Point localization data:
_ _ _ _ _ _ _

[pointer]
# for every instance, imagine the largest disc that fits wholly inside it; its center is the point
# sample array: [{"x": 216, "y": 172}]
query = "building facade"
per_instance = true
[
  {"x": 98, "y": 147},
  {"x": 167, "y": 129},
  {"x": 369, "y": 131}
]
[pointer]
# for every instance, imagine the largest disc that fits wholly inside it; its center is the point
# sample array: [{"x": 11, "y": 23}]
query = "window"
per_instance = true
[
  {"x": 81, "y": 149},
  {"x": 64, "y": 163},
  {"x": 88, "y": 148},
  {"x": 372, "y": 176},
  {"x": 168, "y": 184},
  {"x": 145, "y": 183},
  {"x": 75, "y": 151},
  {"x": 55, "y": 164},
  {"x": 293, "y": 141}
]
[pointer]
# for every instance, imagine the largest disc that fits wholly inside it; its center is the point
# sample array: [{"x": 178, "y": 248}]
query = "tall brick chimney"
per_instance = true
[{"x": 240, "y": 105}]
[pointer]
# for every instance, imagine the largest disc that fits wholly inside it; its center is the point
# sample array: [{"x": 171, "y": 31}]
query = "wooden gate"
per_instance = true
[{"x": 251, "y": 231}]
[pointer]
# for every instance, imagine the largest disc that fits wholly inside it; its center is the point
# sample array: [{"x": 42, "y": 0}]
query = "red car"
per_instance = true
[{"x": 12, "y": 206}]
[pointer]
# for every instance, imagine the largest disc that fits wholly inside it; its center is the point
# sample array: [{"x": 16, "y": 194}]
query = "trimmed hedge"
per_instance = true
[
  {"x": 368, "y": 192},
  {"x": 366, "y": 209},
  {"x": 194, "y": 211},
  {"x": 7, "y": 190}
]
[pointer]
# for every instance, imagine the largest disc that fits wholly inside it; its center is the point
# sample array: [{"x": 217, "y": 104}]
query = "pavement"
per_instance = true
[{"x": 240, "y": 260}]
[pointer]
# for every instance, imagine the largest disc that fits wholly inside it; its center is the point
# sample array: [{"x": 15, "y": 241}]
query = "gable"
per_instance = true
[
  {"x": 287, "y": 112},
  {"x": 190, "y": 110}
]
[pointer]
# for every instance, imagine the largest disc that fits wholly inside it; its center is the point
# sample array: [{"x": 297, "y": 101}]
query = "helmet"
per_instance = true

_ _ _ _ _ _ _

## What needs to be done
Search the data for the string "sample" and copy each line where it appears.

## Response to the task
# sample array: [{"x": 216, "y": 172}]
# sample array: [{"x": 11, "y": 23}]
# sample array: [{"x": 178, "y": 248}]
# sample array: [{"x": 171, "y": 31}]
# sample array: [{"x": 42, "y": 0}]
# sample array: [{"x": 16, "y": 194}]
# sample array: [{"x": 217, "y": 104}]
# sample array: [{"x": 15, "y": 241}]
# sample array: [{"x": 297, "y": 101}]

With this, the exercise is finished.